■ Problem to solve ■
Scan the entries below for "header" and copy each line that holds it.

--- Data for this exercise ---

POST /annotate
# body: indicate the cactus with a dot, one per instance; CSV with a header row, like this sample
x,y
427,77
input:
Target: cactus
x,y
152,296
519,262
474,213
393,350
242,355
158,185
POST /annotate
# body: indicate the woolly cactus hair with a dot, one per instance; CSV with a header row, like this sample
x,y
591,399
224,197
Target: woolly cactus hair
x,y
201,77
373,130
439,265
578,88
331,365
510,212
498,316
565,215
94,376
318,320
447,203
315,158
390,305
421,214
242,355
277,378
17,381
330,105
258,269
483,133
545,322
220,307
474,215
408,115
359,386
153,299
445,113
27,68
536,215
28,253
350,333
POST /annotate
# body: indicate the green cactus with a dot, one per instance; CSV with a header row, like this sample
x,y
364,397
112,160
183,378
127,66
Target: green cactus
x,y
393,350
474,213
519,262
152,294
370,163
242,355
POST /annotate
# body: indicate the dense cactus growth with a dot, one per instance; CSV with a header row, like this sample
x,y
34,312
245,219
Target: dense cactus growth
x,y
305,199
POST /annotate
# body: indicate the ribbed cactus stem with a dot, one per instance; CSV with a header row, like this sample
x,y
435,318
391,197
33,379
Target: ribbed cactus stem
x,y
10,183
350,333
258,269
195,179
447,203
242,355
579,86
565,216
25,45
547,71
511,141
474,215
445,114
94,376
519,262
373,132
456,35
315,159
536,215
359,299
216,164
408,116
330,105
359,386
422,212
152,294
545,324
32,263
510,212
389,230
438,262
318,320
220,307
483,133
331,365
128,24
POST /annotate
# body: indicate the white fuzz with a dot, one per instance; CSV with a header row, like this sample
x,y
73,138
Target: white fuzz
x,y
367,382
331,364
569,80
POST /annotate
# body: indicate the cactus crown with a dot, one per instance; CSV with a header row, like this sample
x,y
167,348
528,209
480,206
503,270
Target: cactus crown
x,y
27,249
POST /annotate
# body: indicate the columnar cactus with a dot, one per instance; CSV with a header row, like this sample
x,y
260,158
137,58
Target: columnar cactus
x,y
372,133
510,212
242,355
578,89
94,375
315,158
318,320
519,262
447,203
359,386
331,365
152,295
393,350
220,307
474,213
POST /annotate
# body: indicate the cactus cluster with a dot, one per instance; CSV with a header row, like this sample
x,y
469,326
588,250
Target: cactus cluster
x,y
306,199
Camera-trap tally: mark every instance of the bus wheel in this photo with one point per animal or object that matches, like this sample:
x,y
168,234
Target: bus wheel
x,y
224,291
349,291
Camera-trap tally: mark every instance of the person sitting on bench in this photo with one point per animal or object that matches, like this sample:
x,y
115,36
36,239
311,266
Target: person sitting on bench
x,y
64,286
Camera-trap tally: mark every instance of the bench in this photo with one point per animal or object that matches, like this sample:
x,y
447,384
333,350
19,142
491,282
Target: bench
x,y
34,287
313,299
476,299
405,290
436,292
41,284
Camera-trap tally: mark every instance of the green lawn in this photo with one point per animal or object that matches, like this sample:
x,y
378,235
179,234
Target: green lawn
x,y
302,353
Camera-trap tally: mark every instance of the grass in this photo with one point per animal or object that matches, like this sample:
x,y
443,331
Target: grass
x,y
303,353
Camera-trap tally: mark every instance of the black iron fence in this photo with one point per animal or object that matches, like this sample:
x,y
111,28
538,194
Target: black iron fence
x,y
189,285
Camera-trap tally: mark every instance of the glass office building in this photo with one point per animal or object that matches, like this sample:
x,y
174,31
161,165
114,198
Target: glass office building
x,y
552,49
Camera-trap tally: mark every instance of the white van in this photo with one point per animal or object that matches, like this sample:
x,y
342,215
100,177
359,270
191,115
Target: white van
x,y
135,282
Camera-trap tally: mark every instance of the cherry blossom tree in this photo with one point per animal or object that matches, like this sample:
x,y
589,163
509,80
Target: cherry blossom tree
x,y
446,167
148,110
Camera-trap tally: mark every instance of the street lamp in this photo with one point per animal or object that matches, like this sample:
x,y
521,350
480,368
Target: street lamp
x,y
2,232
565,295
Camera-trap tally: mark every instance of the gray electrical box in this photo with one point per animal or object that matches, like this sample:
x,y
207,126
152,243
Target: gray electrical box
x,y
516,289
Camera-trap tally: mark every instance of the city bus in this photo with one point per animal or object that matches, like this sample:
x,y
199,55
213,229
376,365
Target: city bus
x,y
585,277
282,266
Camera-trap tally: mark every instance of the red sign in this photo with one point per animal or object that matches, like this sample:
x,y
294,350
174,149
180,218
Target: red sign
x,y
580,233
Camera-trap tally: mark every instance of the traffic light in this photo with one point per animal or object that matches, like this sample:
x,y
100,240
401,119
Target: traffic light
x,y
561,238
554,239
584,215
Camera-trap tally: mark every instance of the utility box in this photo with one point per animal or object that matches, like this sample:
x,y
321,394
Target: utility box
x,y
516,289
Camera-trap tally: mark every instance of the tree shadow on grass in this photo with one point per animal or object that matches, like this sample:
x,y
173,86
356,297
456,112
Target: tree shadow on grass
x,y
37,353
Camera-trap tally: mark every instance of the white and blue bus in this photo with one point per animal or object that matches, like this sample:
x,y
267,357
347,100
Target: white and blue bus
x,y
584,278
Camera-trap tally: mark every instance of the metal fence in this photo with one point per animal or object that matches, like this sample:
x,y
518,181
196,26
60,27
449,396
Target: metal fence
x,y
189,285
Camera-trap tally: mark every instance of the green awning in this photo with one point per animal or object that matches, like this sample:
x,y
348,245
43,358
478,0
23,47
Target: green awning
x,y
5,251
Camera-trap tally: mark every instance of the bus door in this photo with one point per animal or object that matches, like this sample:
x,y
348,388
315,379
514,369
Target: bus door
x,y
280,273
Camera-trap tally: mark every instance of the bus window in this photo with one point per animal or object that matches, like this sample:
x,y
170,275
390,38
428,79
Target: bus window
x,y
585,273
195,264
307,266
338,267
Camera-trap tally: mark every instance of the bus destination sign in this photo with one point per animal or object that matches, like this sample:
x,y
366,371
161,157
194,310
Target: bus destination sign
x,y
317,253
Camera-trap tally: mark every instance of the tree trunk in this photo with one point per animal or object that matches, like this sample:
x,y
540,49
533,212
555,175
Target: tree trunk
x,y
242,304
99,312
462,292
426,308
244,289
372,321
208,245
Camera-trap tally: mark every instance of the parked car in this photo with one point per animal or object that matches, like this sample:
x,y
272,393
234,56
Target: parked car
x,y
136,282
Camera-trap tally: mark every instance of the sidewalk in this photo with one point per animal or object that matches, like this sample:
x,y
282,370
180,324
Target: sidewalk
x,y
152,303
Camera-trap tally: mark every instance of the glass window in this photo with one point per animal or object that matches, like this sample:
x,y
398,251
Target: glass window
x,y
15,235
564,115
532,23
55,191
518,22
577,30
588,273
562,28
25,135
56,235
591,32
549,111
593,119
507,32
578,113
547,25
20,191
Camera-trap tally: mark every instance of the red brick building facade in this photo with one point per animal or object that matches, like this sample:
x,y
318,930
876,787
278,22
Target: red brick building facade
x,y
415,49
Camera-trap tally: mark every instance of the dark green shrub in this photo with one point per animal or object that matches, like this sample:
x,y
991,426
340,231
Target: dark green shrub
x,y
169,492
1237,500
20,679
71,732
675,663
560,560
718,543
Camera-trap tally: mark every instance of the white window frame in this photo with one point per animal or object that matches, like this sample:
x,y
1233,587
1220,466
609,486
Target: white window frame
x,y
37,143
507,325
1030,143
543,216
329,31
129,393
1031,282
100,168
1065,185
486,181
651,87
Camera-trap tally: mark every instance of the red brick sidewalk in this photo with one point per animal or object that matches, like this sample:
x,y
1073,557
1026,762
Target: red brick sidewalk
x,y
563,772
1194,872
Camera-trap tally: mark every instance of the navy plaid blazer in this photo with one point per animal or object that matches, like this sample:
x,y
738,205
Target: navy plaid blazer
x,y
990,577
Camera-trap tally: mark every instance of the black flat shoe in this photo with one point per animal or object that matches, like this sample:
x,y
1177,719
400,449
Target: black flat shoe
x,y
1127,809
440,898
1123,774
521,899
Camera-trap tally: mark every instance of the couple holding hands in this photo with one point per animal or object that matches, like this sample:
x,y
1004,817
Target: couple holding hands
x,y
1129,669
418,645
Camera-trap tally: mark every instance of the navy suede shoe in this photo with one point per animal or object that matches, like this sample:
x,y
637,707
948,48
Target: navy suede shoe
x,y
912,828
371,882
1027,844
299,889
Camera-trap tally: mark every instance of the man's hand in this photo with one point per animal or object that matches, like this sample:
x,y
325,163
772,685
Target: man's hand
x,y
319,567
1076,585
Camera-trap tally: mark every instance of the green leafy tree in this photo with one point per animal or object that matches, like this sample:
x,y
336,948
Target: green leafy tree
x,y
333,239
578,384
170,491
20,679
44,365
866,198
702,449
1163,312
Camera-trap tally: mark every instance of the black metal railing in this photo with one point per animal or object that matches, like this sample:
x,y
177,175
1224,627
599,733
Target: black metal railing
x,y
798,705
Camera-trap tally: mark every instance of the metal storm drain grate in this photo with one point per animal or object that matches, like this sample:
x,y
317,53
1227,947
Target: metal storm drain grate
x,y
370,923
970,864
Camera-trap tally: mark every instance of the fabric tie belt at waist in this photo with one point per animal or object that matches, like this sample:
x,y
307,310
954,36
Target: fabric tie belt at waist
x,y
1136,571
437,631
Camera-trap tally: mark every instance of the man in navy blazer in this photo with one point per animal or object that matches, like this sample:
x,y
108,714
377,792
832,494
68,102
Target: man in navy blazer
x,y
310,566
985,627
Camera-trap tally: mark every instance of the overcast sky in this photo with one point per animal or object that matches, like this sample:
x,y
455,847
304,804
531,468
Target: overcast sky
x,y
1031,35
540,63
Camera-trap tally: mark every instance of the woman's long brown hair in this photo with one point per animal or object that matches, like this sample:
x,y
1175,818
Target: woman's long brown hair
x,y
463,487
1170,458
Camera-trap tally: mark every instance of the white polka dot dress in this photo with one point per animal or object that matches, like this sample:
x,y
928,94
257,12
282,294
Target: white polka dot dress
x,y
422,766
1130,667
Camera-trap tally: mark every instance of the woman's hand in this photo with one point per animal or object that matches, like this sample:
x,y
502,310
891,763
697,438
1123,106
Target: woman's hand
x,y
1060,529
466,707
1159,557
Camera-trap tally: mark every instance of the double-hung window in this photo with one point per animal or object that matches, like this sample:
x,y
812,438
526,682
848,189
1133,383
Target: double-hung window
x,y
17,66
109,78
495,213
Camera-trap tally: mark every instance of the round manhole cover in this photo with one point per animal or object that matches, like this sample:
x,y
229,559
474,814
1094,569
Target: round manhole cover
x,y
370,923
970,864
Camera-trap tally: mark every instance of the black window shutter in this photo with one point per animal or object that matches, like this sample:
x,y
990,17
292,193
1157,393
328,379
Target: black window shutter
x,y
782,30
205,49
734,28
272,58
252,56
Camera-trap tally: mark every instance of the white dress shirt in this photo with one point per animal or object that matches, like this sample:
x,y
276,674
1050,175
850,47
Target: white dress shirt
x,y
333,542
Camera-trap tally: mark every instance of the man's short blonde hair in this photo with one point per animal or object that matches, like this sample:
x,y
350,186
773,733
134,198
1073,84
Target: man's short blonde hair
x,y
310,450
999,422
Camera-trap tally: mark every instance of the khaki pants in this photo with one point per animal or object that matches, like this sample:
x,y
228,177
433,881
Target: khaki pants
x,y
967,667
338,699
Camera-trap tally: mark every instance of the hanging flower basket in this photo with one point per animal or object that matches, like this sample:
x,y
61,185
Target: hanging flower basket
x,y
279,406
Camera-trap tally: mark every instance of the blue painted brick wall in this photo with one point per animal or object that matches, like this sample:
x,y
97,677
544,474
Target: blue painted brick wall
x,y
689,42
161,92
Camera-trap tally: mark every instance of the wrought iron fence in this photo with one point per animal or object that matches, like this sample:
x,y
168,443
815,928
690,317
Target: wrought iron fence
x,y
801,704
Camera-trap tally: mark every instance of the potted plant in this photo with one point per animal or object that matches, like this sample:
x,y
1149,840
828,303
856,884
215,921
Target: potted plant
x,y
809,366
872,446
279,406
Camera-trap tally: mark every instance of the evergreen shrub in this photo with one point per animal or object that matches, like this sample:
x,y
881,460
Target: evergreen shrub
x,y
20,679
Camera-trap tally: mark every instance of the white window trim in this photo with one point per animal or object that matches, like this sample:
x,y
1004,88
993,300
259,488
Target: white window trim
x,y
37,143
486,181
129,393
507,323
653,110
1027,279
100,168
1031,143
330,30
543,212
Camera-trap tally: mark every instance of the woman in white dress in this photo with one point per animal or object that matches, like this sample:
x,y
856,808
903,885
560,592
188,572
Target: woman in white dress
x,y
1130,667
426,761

---

■ Response area ■
# body: indicate the cactus with a dot, one per instance; CSV with a header row, like this sample
# body: indicate the woolly cactus hair with a dot, one per instance; CSV with a header row, like this sample
# body: indicate the green cactus with a dot, one per instance; CSV with a header row, like this sample
# body: indicate the dense cactus growth with a dot, one per instance; CSV with a header row, like this sample
# body: indicate the ribbed cactus stem with a dot, one per instance; CSV with a header row, like this sample
# body: indicate the white fuzz with a dot, one per instance; CSV with a header row, like this sample
# body: indicate the cactus crown with a dot, one per instance; CSV with a header row, like this sample
# body: indicate the columnar cactus with a dot, one per instance; CSV with a header row, like this sample
# body: indicate the cactus cluster with a dot, one per instance; CSV with a header row, like this sample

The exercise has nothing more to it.